REQUIREMENT | Please lay out the lines below as a two-column CSV with the header instruction,points, giving one row per line: its text under instruction and its answer under points. Wrap every field in double quotes and turn any line breaks inside a field into spaces.
* START *
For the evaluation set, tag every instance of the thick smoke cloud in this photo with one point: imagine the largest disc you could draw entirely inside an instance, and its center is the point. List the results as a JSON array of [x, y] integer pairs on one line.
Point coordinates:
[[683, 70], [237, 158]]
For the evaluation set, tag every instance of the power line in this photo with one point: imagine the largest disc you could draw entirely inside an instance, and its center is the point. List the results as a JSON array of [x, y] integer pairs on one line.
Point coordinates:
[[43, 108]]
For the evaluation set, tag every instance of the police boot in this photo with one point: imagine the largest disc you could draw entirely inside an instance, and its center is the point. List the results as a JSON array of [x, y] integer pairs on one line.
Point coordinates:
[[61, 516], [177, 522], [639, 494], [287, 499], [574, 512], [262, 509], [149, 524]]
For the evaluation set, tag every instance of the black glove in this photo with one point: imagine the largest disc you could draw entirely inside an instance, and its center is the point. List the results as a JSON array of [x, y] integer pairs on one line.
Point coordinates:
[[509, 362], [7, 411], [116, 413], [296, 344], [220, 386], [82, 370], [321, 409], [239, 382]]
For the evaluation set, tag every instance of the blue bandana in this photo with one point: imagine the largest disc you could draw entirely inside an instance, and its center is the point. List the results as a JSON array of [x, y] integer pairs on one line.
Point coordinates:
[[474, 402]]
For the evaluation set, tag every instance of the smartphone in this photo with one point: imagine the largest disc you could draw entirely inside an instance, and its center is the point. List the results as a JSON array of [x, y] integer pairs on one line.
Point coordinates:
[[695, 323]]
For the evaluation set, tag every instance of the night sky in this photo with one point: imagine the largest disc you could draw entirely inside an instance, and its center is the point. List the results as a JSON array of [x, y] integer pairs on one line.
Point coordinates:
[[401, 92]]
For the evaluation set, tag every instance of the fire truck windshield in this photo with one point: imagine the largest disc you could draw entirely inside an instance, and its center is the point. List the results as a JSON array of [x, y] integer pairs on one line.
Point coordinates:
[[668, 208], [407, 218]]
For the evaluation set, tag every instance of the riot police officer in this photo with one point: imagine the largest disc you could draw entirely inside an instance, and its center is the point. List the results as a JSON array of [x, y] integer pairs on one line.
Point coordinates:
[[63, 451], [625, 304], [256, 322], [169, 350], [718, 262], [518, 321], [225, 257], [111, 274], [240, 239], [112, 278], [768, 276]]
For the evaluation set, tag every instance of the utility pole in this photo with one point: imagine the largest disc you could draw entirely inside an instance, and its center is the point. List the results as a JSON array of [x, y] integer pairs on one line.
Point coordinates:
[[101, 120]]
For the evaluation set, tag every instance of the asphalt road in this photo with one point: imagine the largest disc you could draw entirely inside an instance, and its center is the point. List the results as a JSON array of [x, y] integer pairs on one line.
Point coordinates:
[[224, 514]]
* END *
FINISHED EXERCISE |
instruction,points
"For the evaluation set, tag every instance of the thick smoke cloud in this photo with one point: imagine the largest disc you could draw entirely inside an instance, and its center is the point. List the results as a JSON array of [x, y] integer pairs on one line. Point coordinates:","[[683, 70], [237, 158]]"
"For the evaluation set, tag every instance of the power line in this photo with one point: imagine the largest disc you could draw entirely inside an instance, and its center is the point. List the results as a JSON array of [x, y] integer pairs on one line. Point coordinates:","[[43, 108]]"
"For the evaluation set, tag every instance of the police boot in this photo with one point: imagine the largest disc you could draw entirely inside an instance, and its center is the point. List the results as a JSON array of [x, y] integer pairs on one line. Point coordinates:","[[61, 516], [177, 522], [639, 494], [287, 499], [574, 512], [262, 509], [149, 524]]"
"For the evaluation set, tag every instance of the black glove in this photo with one point: imagine the largest disc you could draw entirely inside an instance, and its center is the point. List the results as a JSON array of [x, y] integer pairs on one line. Point coordinates:","[[509, 362], [7, 411], [116, 413], [296, 344], [220, 386], [82, 370], [321, 409], [239, 382]]"
"For the evaluation set, tag every instance of the blue bandana in this photo with one point: imagine the largest disc you could draw entirely inside an instance, and its center is the point. List the results as a JSON array of [x, y] integer pairs on one line. Point coordinates:","[[474, 402]]"
"For the evaluation set, tag every instance of the smartphone in this photo with one point: imagine the largest disc you could draw entirely inside an instance, and its center is the point. List the results as a JSON array of [x, y] integer pairs on one line. Point coordinates:","[[695, 323]]"
"For the evaluation set, tag every instance of the night sky in this photo with one point: imagine the largest disc you could draw entirely inside an instance, and its center is the point. List the results as a JSON array of [x, y] integer pairs on one line. Point coordinates:","[[401, 92]]"
"For the evaluation set, tag every instance of the fire truck windshield in this photo with one point: imagine the largest disc you could draw entirely inside an instance, and its center is the point. List the results as a JSON array of [x, y] integer pairs on one line. Point coordinates:","[[668, 208], [407, 218]]"
"For the evaluation set, tag every instance of the riot police officer in this photo with one point: imagine the largest disc you could draw entirely inside an instance, and its center is the point. List the results as a JSON array of [x, y] integer pairs on one line. Point coordinates:","[[63, 451], [625, 304], [256, 322], [169, 350], [718, 262], [518, 321], [225, 257], [111, 274], [240, 239], [112, 278], [768, 276]]"
"For the evaluation set, tag every instance of the utility pole in this photo with one point: imagine the largest disc you could draw entirely inside an instance, and its center is the point. List the results as a JSON array of [x, y] integer pairs on one line. Point coordinates:","[[101, 120]]"
"For the evaluation set, tag every instance of the asphalt road in this photo with one point: imagine the largest disc you could draw entirely inside an instance, and its center is the point. List the results as a JSON array of [x, y] integer pairs on one line. Point coordinates:","[[224, 514]]"